Your goal:
Reproduce every line of the records below verbatim, omitting the pictures.

# # # #

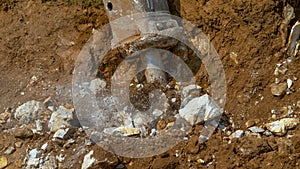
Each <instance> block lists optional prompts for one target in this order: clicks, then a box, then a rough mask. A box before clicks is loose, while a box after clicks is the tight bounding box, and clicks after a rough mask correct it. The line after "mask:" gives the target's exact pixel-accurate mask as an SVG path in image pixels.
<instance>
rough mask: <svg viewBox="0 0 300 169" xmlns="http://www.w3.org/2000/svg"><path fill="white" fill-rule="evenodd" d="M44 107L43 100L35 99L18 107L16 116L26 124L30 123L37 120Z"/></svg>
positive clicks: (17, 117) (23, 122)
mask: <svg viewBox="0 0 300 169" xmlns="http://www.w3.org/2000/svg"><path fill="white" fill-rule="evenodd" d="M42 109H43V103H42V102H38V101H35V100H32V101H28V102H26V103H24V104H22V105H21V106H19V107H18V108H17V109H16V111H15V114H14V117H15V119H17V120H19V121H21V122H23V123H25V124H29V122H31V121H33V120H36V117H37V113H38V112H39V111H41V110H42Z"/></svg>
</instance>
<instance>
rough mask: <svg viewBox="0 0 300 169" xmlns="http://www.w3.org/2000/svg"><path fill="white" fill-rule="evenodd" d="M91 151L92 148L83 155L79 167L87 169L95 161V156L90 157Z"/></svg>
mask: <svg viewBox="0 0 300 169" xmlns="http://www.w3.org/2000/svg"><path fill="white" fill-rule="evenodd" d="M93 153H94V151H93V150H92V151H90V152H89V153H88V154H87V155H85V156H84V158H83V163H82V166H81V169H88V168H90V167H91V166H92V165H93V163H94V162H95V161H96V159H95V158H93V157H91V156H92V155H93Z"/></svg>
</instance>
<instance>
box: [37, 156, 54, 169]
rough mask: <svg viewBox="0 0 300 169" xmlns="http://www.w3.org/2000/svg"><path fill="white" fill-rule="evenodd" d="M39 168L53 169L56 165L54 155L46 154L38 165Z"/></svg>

# # # #

Answer to the problem:
Each <instance> block lists optional prompts for one target in this order: clicks, then a box, then a rough mask. A box before clicks is loose, while a box after clicks is the tight bounding box, and clicks after a rough mask correct it. The line after "mask:" gives the target's exact pixel-accurate mask as an SVG path in image pixels.
<instance>
rough mask: <svg viewBox="0 0 300 169" xmlns="http://www.w3.org/2000/svg"><path fill="white" fill-rule="evenodd" d="M44 107L43 100L35 99L18 107L16 116L26 124L30 123L37 120Z"/></svg>
positive clicks: (17, 117) (23, 122)
mask: <svg viewBox="0 0 300 169" xmlns="http://www.w3.org/2000/svg"><path fill="white" fill-rule="evenodd" d="M42 109H43V103H42V102H38V101H35V100H32V101H28V102H26V103H24V104H22V105H21V106H19V107H18V108H17V109H16V111H15V114H14V117H15V119H17V120H19V121H21V122H23V123H25V124H29V122H31V121H33V120H36V117H37V113H38V112H39V111H41V110H42Z"/></svg>
</instance>
<instance>
rough mask: <svg viewBox="0 0 300 169" xmlns="http://www.w3.org/2000/svg"><path fill="white" fill-rule="evenodd" d="M91 151L92 148L83 155L79 167L87 169L95 161V156L90 157Z"/></svg>
mask: <svg viewBox="0 0 300 169" xmlns="http://www.w3.org/2000/svg"><path fill="white" fill-rule="evenodd" d="M93 153H94V151H93V150H92V151H90V152H89V153H88V154H87V155H85V156H84V158H83V163H82V166H81V169H88V168H90V167H91V166H92V165H93V163H94V162H95V161H96V159H95V158H93V157H91V156H92V155H93Z"/></svg>
</instance>
<instance>
box: [37, 156, 54, 169]
rough mask: <svg viewBox="0 0 300 169" xmlns="http://www.w3.org/2000/svg"><path fill="white" fill-rule="evenodd" d="M39 168L53 169L56 165L54 155L46 154L38 165Z"/></svg>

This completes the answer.